> WHAT YOU HAVE TO DO
Write out the entries below word for word, from the very start down through the line containing "xmin=18 ymin=276 xmax=57 ymax=315". Leave the pictures out of your copy.

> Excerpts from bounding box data
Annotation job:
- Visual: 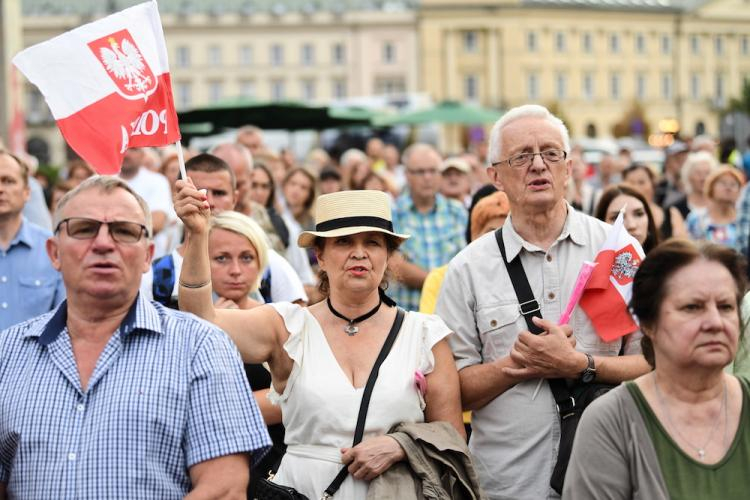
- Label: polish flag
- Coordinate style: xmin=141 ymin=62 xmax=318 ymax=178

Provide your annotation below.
xmin=579 ymin=211 xmax=645 ymax=342
xmin=13 ymin=1 xmax=180 ymax=174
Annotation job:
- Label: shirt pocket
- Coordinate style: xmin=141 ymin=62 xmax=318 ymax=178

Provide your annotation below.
xmin=476 ymin=303 xmax=521 ymax=361
xmin=18 ymin=276 xmax=57 ymax=315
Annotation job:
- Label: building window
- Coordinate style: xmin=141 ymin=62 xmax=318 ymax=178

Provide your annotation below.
xmin=661 ymin=73 xmax=672 ymax=100
xmin=581 ymin=72 xmax=594 ymax=101
xmin=208 ymin=81 xmax=224 ymax=103
xmin=331 ymin=43 xmax=346 ymax=65
xmin=555 ymin=32 xmax=565 ymax=52
xmin=238 ymin=45 xmax=253 ymax=66
xmin=299 ymin=43 xmax=315 ymax=66
xmin=270 ymin=43 xmax=284 ymax=66
xmin=714 ymin=35 xmax=724 ymax=56
xmin=333 ymin=78 xmax=346 ymax=99
xmin=175 ymin=45 xmax=190 ymax=68
xmin=661 ymin=35 xmax=672 ymax=56
xmin=555 ymin=73 xmax=568 ymax=101
xmin=635 ymin=33 xmax=646 ymax=54
xmin=175 ymin=82 xmax=193 ymax=109
xmin=690 ymin=35 xmax=701 ymax=56
xmin=526 ymin=73 xmax=539 ymax=101
xmin=526 ymin=31 xmax=538 ymax=52
xmin=464 ymin=31 xmax=479 ymax=53
xmin=240 ymin=80 xmax=256 ymax=99
xmin=375 ymin=77 xmax=406 ymax=95
xmin=714 ymin=73 xmax=726 ymax=102
xmin=271 ymin=80 xmax=285 ymax=101
xmin=635 ymin=73 xmax=647 ymax=101
xmin=690 ymin=73 xmax=701 ymax=101
xmin=609 ymin=33 xmax=620 ymax=54
xmin=208 ymin=45 xmax=221 ymax=67
xmin=383 ymin=42 xmax=396 ymax=64
xmin=581 ymin=33 xmax=594 ymax=54
xmin=464 ymin=75 xmax=479 ymax=101
xmin=609 ymin=73 xmax=620 ymax=99
xmin=301 ymin=80 xmax=315 ymax=102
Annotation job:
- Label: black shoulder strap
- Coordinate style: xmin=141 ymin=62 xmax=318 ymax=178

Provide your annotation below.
xmin=495 ymin=227 xmax=575 ymax=418
xmin=323 ymin=307 xmax=406 ymax=498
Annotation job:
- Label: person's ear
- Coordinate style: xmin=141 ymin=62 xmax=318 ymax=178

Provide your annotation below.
xmin=44 ymin=236 xmax=62 ymax=271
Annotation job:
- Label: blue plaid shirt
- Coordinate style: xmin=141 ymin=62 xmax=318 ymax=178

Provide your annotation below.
xmin=0 ymin=296 xmax=271 ymax=500
xmin=388 ymin=192 xmax=468 ymax=311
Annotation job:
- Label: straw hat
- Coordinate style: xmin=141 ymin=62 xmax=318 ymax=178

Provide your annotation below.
xmin=297 ymin=191 xmax=409 ymax=247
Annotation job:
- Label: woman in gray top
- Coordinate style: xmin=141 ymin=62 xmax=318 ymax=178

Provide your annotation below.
xmin=563 ymin=240 xmax=750 ymax=500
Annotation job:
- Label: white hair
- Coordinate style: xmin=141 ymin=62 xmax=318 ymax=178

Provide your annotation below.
xmin=680 ymin=151 xmax=719 ymax=194
xmin=339 ymin=148 xmax=367 ymax=165
xmin=487 ymin=104 xmax=570 ymax=164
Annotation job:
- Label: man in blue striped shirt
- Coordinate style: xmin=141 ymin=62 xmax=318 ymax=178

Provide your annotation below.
xmin=0 ymin=177 xmax=270 ymax=500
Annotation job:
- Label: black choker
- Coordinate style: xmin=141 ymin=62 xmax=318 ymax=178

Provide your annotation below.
xmin=326 ymin=295 xmax=383 ymax=337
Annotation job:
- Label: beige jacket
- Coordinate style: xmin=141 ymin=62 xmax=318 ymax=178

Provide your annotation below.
xmin=367 ymin=422 xmax=487 ymax=500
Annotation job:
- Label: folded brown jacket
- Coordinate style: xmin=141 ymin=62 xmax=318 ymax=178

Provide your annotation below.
xmin=367 ymin=422 xmax=487 ymax=500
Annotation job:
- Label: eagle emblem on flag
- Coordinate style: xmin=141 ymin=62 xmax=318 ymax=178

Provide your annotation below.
xmin=88 ymin=30 xmax=158 ymax=101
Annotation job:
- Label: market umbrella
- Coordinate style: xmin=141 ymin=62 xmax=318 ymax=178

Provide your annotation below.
xmin=177 ymin=99 xmax=370 ymax=135
xmin=373 ymin=101 xmax=502 ymax=127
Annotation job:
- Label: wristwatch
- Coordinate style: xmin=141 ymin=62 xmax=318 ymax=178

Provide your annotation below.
xmin=581 ymin=352 xmax=596 ymax=384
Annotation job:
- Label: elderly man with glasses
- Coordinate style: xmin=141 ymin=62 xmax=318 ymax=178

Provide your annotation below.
xmin=388 ymin=144 xmax=468 ymax=311
xmin=0 ymin=177 xmax=270 ymax=499
xmin=435 ymin=105 xmax=648 ymax=500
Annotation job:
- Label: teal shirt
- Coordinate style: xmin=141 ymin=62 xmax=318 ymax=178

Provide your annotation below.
xmin=626 ymin=378 xmax=750 ymax=500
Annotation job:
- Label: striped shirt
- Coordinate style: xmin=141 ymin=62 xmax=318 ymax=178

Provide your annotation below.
xmin=0 ymin=296 xmax=270 ymax=500
xmin=388 ymin=192 xmax=468 ymax=311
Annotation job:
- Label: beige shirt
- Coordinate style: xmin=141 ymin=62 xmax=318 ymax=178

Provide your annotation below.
xmin=435 ymin=206 xmax=640 ymax=500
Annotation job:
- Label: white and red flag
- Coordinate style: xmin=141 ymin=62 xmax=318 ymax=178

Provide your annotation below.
xmin=13 ymin=1 xmax=180 ymax=174
xmin=579 ymin=211 xmax=645 ymax=342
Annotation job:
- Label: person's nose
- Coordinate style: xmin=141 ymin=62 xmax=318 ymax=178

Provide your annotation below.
xmin=92 ymin=224 xmax=115 ymax=252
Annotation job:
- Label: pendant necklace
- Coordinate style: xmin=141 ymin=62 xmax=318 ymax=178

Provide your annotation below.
xmin=653 ymin=374 xmax=729 ymax=461
xmin=326 ymin=296 xmax=383 ymax=337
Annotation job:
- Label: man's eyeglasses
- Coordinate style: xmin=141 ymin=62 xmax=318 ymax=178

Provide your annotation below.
xmin=492 ymin=149 xmax=568 ymax=168
xmin=55 ymin=217 xmax=148 ymax=243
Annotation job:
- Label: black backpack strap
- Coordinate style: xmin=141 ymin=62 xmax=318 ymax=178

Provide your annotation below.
xmin=323 ymin=307 xmax=406 ymax=499
xmin=495 ymin=227 xmax=575 ymax=419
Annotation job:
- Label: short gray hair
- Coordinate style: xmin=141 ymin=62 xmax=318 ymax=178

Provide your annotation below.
xmin=52 ymin=175 xmax=153 ymax=239
xmin=401 ymin=142 xmax=443 ymax=169
xmin=487 ymin=104 xmax=570 ymax=165
xmin=680 ymin=151 xmax=719 ymax=194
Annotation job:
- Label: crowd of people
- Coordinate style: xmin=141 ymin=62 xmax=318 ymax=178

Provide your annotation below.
xmin=0 ymin=105 xmax=750 ymax=500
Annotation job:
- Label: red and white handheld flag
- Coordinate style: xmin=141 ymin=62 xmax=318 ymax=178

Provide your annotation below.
xmin=13 ymin=1 xmax=180 ymax=174
xmin=580 ymin=211 xmax=645 ymax=342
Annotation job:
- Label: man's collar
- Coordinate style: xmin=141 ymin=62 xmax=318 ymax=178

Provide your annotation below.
xmin=503 ymin=201 xmax=586 ymax=262
xmin=24 ymin=293 xmax=161 ymax=346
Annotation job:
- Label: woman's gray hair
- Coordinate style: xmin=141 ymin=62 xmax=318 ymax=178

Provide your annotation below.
xmin=487 ymin=104 xmax=570 ymax=165
xmin=52 ymin=175 xmax=154 ymax=239
xmin=680 ymin=151 xmax=719 ymax=194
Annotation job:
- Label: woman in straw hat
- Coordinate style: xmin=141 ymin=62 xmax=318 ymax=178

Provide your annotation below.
xmin=175 ymin=180 xmax=464 ymax=500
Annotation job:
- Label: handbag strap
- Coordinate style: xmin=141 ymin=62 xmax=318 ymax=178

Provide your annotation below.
xmin=495 ymin=227 xmax=576 ymax=419
xmin=323 ymin=307 xmax=406 ymax=499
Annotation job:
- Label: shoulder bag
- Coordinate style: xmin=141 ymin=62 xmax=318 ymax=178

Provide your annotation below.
xmin=253 ymin=307 xmax=406 ymax=500
xmin=495 ymin=227 xmax=616 ymax=494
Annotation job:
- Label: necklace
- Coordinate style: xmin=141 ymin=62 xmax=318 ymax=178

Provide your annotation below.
xmin=654 ymin=374 xmax=728 ymax=461
xmin=326 ymin=296 xmax=383 ymax=337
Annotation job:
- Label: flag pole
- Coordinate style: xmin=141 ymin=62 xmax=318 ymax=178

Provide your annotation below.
xmin=175 ymin=140 xmax=187 ymax=181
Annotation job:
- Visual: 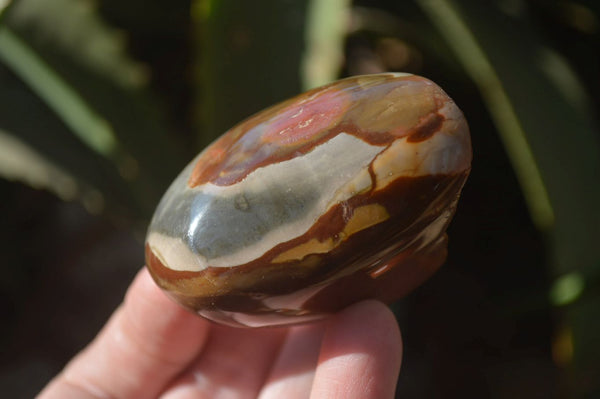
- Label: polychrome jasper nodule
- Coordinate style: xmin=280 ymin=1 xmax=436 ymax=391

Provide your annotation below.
xmin=146 ymin=73 xmax=471 ymax=326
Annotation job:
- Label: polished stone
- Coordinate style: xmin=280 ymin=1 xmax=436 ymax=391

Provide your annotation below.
xmin=146 ymin=73 xmax=472 ymax=326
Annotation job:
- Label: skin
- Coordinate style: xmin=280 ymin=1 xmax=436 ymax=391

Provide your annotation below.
xmin=38 ymin=269 xmax=402 ymax=399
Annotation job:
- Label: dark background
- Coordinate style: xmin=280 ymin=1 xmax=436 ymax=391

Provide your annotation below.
xmin=0 ymin=0 xmax=600 ymax=398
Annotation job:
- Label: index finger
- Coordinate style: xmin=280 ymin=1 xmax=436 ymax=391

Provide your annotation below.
xmin=40 ymin=268 xmax=210 ymax=399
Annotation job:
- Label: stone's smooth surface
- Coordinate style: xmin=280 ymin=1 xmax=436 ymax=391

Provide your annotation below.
xmin=146 ymin=74 xmax=471 ymax=326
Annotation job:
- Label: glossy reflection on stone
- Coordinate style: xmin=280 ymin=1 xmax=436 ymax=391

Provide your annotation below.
xmin=146 ymin=74 xmax=471 ymax=326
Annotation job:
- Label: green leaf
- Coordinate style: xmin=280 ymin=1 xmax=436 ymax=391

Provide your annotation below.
xmin=192 ymin=0 xmax=307 ymax=146
xmin=302 ymin=0 xmax=350 ymax=90
xmin=418 ymin=0 xmax=600 ymax=395
xmin=0 ymin=0 xmax=186 ymax=219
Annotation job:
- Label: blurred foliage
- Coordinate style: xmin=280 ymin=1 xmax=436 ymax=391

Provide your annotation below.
xmin=0 ymin=0 xmax=600 ymax=397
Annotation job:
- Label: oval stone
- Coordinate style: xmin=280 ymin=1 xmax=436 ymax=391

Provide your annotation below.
xmin=146 ymin=73 xmax=472 ymax=326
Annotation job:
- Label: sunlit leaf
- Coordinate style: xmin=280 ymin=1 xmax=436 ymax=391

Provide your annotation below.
xmin=193 ymin=0 xmax=307 ymax=145
xmin=9 ymin=0 xmax=148 ymax=87
xmin=2 ymin=0 xmax=189 ymax=217
xmin=302 ymin=0 xmax=350 ymax=89
xmin=419 ymin=0 xmax=600 ymax=395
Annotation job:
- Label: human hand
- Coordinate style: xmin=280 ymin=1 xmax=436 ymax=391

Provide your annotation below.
xmin=39 ymin=269 xmax=402 ymax=399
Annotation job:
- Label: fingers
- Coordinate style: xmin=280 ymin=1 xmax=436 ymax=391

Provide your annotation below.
xmin=163 ymin=326 xmax=287 ymax=399
xmin=259 ymin=322 xmax=325 ymax=399
xmin=310 ymin=301 xmax=402 ymax=399
xmin=40 ymin=269 xmax=210 ymax=399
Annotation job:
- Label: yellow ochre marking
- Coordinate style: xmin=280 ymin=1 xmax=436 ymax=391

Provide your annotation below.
xmin=272 ymin=204 xmax=390 ymax=263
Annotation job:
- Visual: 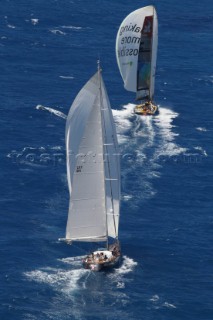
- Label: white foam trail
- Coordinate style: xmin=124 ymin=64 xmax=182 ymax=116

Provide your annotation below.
xmin=115 ymin=256 xmax=138 ymax=275
xmin=31 ymin=19 xmax=39 ymax=26
xmin=196 ymin=127 xmax=208 ymax=132
xmin=7 ymin=24 xmax=16 ymax=29
xmin=24 ymin=268 xmax=89 ymax=293
xmin=36 ymin=104 xmax=67 ymax=119
xmin=154 ymin=108 xmax=187 ymax=158
xmin=61 ymin=26 xmax=82 ymax=30
xmin=49 ymin=29 xmax=66 ymax=35
xmin=163 ymin=302 xmax=177 ymax=309
xmin=194 ymin=147 xmax=208 ymax=157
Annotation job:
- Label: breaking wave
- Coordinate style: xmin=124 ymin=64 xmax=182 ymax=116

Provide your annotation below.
xmin=36 ymin=104 xmax=67 ymax=119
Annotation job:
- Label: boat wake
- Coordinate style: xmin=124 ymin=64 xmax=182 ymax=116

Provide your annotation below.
xmin=36 ymin=104 xmax=67 ymax=119
xmin=24 ymin=256 xmax=89 ymax=294
xmin=24 ymin=256 xmax=137 ymax=294
xmin=113 ymin=104 xmax=187 ymax=201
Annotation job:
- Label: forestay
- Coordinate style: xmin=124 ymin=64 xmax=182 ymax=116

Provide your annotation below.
xmin=116 ymin=6 xmax=158 ymax=100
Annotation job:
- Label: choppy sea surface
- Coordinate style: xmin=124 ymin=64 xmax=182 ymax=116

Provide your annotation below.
xmin=0 ymin=0 xmax=213 ymax=320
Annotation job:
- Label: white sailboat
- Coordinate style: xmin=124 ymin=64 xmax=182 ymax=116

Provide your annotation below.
xmin=61 ymin=64 xmax=121 ymax=270
xmin=116 ymin=6 xmax=158 ymax=115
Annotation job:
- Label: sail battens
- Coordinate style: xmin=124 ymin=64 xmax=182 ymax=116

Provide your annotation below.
xmin=116 ymin=6 xmax=158 ymax=99
xmin=72 ymin=197 xmax=104 ymax=202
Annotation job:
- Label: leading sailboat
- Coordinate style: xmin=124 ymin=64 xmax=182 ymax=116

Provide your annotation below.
xmin=116 ymin=6 xmax=158 ymax=115
xmin=59 ymin=63 xmax=121 ymax=271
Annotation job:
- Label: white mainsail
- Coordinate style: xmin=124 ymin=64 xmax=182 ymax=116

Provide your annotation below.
xmin=66 ymin=70 xmax=120 ymax=241
xmin=116 ymin=6 xmax=158 ymax=100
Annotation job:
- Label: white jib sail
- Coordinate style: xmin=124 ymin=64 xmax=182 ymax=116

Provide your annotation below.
xmin=66 ymin=72 xmax=118 ymax=241
xmin=116 ymin=6 xmax=158 ymax=99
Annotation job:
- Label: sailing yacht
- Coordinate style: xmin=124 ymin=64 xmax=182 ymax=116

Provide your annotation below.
xmin=116 ymin=6 xmax=158 ymax=115
xmin=61 ymin=63 xmax=121 ymax=271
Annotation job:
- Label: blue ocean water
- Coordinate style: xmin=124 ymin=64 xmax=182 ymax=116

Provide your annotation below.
xmin=0 ymin=0 xmax=213 ymax=320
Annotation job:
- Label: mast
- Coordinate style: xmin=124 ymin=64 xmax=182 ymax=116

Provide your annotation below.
xmin=98 ymin=61 xmax=117 ymax=247
xmin=97 ymin=60 xmax=108 ymax=248
xmin=149 ymin=7 xmax=155 ymax=100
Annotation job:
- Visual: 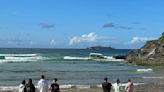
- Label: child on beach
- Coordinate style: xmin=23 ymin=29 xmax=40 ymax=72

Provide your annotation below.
xmin=50 ymin=78 xmax=60 ymax=92
xmin=37 ymin=75 xmax=48 ymax=92
xmin=26 ymin=78 xmax=35 ymax=92
xmin=19 ymin=80 xmax=26 ymax=92
xmin=113 ymin=79 xmax=122 ymax=92
xmin=102 ymin=78 xmax=112 ymax=92
xmin=125 ymin=79 xmax=134 ymax=92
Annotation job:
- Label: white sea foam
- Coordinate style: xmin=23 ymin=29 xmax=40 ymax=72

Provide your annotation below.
xmin=0 ymin=83 xmax=144 ymax=91
xmin=143 ymin=76 xmax=163 ymax=79
xmin=64 ymin=56 xmax=124 ymax=61
xmin=137 ymin=68 xmax=153 ymax=72
xmin=64 ymin=56 xmax=89 ymax=60
xmin=0 ymin=54 xmax=45 ymax=63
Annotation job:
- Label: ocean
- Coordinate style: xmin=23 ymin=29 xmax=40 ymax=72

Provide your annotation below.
xmin=0 ymin=48 xmax=163 ymax=86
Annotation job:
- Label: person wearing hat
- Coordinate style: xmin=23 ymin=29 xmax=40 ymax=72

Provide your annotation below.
xmin=102 ymin=77 xmax=112 ymax=92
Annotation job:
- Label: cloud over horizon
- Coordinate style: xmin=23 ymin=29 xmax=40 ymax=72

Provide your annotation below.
xmin=103 ymin=22 xmax=145 ymax=30
xmin=69 ymin=32 xmax=97 ymax=45
xmin=39 ymin=23 xmax=55 ymax=29
xmin=128 ymin=37 xmax=157 ymax=45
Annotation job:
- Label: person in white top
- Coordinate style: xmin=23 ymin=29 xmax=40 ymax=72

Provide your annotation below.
xmin=113 ymin=79 xmax=122 ymax=92
xmin=37 ymin=75 xmax=48 ymax=92
xmin=19 ymin=80 xmax=26 ymax=92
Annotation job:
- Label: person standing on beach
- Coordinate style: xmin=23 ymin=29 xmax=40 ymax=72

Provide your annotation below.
xmin=102 ymin=78 xmax=112 ymax=92
xmin=113 ymin=79 xmax=122 ymax=92
xmin=125 ymin=79 xmax=134 ymax=92
xmin=37 ymin=75 xmax=48 ymax=92
xmin=50 ymin=78 xmax=59 ymax=92
xmin=26 ymin=78 xmax=35 ymax=92
xmin=19 ymin=80 xmax=26 ymax=92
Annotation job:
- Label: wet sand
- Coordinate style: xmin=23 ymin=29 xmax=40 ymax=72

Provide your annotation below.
xmin=0 ymin=83 xmax=164 ymax=92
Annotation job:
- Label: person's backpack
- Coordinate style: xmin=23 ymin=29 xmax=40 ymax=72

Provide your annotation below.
xmin=52 ymin=84 xmax=59 ymax=92
xmin=26 ymin=86 xmax=32 ymax=92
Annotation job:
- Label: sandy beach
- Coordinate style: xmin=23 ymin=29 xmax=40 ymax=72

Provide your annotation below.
xmin=0 ymin=82 xmax=164 ymax=92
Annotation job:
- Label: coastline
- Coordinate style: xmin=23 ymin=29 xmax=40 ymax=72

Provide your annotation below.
xmin=0 ymin=80 xmax=164 ymax=92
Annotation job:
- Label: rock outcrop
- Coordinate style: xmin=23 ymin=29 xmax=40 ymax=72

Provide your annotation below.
xmin=126 ymin=32 xmax=164 ymax=65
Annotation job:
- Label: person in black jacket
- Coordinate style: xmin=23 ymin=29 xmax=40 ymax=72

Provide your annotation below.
xmin=50 ymin=78 xmax=60 ymax=92
xmin=26 ymin=78 xmax=35 ymax=92
xmin=102 ymin=78 xmax=112 ymax=92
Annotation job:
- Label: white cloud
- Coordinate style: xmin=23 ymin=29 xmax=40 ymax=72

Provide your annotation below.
xmin=50 ymin=40 xmax=56 ymax=45
xmin=69 ymin=32 xmax=97 ymax=45
xmin=128 ymin=37 xmax=157 ymax=44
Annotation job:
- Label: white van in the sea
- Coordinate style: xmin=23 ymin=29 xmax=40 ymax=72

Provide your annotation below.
xmin=89 ymin=53 xmax=107 ymax=59
xmin=89 ymin=53 xmax=123 ymax=61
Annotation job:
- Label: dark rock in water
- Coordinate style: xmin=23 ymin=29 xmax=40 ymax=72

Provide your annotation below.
xmin=87 ymin=46 xmax=114 ymax=50
xmin=126 ymin=33 xmax=164 ymax=65
xmin=113 ymin=55 xmax=126 ymax=59
xmin=0 ymin=56 xmax=5 ymax=59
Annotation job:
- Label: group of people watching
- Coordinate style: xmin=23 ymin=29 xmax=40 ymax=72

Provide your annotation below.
xmin=19 ymin=75 xmax=59 ymax=92
xmin=102 ymin=78 xmax=134 ymax=92
xmin=19 ymin=75 xmax=134 ymax=92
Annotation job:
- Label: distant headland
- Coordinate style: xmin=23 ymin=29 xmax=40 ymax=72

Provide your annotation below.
xmin=126 ymin=32 xmax=164 ymax=65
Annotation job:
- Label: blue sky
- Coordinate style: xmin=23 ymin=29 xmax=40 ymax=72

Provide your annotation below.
xmin=0 ymin=0 xmax=164 ymax=48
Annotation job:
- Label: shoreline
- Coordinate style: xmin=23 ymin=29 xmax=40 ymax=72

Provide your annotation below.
xmin=0 ymin=82 xmax=164 ymax=92
xmin=0 ymin=83 xmax=157 ymax=92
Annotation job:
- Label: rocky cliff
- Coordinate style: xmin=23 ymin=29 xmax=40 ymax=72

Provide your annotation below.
xmin=126 ymin=32 xmax=164 ymax=65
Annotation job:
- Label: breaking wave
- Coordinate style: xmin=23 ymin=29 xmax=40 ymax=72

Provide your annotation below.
xmin=0 ymin=54 xmax=45 ymax=63
xmin=137 ymin=68 xmax=153 ymax=72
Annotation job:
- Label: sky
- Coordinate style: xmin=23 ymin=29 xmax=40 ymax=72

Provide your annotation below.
xmin=0 ymin=0 xmax=164 ymax=49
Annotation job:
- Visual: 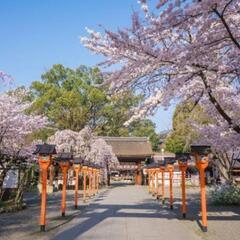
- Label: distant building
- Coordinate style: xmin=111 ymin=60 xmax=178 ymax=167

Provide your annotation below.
xmin=101 ymin=137 xmax=153 ymax=185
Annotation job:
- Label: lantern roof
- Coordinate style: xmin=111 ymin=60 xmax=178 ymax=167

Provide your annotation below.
xmin=56 ymin=152 xmax=73 ymax=161
xmin=33 ymin=143 xmax=57 ymax=155
xmin=175 ymin=153 xmax=191 ymax=162
xmin=190 ymin=144 xmax=211 ymax=154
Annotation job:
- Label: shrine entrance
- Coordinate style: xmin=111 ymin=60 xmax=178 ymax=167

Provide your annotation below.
xmin=101 ymin=137 xmax=153 ymax=185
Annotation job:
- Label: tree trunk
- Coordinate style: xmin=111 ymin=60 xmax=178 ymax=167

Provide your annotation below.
xmin=0 ymin=169 xmax=7 ymax=200
xmin=106 ymin=164 xmax=111 ymax=186
xmin=14 ymin=168 xmax=32 ymax=206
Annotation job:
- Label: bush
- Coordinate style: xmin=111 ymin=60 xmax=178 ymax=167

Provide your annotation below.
xmin=210 ymin=184 xmax=240 ymax=205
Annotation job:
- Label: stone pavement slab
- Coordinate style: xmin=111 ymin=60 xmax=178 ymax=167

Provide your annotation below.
xmin=0 ymin=184 xmax=240 ymax=240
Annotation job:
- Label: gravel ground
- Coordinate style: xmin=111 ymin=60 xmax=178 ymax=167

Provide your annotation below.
xmin=0 ymin=184 xmax=240 ymax=240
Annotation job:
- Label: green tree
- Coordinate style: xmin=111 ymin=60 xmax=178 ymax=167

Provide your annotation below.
xmin=30 ymin=64 xmax=106 ymax=135
xmin=165 ymin=103 xmax=210 ymax=153
xmin=129 ymin=119 xmax=159 ymax=151
xmin=29 ymin=64 xmax=157 ymax=146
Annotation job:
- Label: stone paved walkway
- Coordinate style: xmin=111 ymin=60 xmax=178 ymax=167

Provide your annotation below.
xmin=0 ymin=185 xmax=240 ymax=240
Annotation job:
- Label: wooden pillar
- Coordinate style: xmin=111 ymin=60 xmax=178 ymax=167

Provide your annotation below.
xmin=178 ymin=161 xmax=187 ymax=218
xmin=38 ymin=156 xmax=51 ymax=232
xmin=82 ymin=166 xmax=87 ymax=202
xmin=167 ymin=165 xmax=174 ymax=209
xmin=156 ymin=169 xmax=160 ymax=199
xmin=161 ymin=167 xmax=165 ymax=204
xmin=135 ymin=161 xmax=142 ymax=185
xmin=195 ymin=154 xmax=208 ymax=232
xmin=49 ymin=161 xmax=55 ymax=187
xmin=60 ymin=162 xmax=69 ymax=217
xmin=74 ymin=165 xmax=81 ymax=209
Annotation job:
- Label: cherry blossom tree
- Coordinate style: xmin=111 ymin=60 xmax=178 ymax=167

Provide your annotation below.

> TASK OUTPUT
Annotation job:
- Visual: 
- Label: polish flag
- Coordinate style: xmin=141 ymin=62 xmax=318 ymax=178

Provide your annotation below.
xmin=579 ymin=211 xmax=645 ymax=342
xmin=13 ymin=1 xmax=180 ymax=174
Annotation job:
- Label: shirt pocket
- Coordinate style: xmin=141 ymin=62 xmax=318 ymax=178

Provide your annotation below.
xmin=476 ymin=303 xmax=521 ymax=361
xmin=18 ymin=276 xmax=57 ymax=315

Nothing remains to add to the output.